Task brief: How many lines of the data include the string "below"? State the number and nothing else.

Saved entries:
######

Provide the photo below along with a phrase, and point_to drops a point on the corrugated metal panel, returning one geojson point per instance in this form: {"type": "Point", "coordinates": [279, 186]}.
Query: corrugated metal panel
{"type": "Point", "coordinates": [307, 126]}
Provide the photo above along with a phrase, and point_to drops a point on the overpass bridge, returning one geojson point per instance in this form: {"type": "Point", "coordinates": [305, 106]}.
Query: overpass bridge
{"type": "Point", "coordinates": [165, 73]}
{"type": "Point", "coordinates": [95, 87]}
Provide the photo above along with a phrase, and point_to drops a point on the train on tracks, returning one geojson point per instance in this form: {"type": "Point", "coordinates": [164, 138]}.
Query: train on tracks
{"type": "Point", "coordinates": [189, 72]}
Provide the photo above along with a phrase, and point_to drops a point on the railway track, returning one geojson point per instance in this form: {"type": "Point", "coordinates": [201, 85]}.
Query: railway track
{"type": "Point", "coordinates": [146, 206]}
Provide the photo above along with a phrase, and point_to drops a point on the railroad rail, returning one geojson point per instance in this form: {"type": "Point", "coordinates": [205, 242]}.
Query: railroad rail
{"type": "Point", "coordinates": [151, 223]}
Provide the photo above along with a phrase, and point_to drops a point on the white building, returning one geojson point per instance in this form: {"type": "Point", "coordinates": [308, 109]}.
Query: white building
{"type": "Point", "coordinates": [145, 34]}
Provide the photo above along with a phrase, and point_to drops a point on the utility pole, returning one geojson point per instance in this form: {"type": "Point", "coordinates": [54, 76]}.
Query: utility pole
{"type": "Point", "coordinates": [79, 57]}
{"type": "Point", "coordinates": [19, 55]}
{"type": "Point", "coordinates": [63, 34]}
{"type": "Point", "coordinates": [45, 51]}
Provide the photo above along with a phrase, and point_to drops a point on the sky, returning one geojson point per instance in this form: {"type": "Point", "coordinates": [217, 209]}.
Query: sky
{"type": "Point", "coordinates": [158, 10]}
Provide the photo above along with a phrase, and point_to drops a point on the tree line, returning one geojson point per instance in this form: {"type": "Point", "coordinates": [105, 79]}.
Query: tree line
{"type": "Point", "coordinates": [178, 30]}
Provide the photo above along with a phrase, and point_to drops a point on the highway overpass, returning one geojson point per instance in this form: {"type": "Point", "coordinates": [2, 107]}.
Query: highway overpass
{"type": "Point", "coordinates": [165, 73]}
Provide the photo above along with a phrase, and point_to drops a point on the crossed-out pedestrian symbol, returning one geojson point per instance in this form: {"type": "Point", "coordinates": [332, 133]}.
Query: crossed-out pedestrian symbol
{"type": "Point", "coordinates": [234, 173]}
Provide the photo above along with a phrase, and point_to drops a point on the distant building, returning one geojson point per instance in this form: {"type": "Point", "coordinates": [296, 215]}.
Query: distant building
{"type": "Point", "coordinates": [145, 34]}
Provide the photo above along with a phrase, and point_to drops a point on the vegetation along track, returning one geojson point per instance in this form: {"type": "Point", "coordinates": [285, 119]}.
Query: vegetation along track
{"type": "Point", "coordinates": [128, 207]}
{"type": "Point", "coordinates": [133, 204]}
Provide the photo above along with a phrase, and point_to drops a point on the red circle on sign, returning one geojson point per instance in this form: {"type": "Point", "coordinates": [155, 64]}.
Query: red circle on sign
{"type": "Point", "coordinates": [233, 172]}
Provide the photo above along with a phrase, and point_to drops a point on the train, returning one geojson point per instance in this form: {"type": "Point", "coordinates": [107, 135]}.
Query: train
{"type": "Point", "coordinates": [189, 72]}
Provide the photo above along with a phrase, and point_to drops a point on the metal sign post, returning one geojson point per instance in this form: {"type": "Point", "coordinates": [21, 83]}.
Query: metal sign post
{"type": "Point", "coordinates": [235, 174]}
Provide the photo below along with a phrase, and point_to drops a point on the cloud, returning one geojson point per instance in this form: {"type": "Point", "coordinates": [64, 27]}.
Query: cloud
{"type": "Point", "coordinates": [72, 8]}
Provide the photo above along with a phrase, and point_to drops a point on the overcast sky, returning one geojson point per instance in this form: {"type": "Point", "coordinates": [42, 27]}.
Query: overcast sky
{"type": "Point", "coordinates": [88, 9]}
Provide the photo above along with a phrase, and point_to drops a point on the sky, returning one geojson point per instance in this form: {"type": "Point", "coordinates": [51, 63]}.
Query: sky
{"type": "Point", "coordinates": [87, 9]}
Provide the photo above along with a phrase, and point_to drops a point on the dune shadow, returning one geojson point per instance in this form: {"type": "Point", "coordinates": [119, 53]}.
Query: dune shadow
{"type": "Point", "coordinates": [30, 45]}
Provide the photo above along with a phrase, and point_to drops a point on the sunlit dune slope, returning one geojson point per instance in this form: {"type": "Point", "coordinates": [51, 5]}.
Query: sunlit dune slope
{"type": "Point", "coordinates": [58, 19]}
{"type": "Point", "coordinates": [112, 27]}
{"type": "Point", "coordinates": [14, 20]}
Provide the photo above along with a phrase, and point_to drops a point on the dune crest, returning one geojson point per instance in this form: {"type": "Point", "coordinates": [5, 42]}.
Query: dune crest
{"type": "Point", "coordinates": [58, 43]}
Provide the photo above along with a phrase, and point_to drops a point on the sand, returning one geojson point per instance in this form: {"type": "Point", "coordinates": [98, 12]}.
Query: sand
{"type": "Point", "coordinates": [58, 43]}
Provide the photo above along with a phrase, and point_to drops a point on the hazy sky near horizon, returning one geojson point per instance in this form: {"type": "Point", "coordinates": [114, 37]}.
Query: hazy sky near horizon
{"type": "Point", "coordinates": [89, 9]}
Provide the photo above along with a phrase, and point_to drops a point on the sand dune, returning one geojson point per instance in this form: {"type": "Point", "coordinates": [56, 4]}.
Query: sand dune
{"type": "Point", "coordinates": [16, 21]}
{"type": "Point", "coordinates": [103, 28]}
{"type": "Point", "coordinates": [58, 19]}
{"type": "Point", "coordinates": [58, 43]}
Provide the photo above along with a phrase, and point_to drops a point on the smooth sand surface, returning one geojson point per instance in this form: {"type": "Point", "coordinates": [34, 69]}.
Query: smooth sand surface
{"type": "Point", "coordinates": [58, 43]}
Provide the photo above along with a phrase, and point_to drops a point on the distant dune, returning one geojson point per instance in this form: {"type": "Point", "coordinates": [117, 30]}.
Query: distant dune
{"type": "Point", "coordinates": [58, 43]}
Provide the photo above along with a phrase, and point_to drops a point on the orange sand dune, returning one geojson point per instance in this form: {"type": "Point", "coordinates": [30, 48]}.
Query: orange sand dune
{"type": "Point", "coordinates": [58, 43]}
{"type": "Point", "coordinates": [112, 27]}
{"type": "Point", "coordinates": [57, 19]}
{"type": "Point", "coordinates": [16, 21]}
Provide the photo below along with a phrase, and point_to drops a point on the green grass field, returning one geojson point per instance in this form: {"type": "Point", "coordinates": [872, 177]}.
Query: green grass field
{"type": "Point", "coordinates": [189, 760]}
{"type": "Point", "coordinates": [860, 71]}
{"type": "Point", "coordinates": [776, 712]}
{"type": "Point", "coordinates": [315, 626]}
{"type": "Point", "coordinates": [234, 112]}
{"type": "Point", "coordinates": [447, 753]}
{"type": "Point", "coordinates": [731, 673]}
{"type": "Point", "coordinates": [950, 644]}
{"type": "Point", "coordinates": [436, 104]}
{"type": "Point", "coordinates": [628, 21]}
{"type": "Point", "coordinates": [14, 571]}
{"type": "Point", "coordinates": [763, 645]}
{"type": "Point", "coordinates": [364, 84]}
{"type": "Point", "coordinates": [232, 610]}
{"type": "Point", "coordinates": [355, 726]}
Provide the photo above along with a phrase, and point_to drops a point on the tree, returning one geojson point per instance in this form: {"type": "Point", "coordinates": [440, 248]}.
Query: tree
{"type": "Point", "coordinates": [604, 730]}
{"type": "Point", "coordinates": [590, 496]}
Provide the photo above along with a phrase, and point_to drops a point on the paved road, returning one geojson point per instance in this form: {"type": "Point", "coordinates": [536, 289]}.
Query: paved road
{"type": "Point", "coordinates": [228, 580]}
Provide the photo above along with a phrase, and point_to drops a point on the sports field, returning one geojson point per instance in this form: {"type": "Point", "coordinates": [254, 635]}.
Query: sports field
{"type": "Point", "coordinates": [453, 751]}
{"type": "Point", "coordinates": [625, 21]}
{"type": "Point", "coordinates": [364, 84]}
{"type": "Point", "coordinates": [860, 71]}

######

Result of this task: 3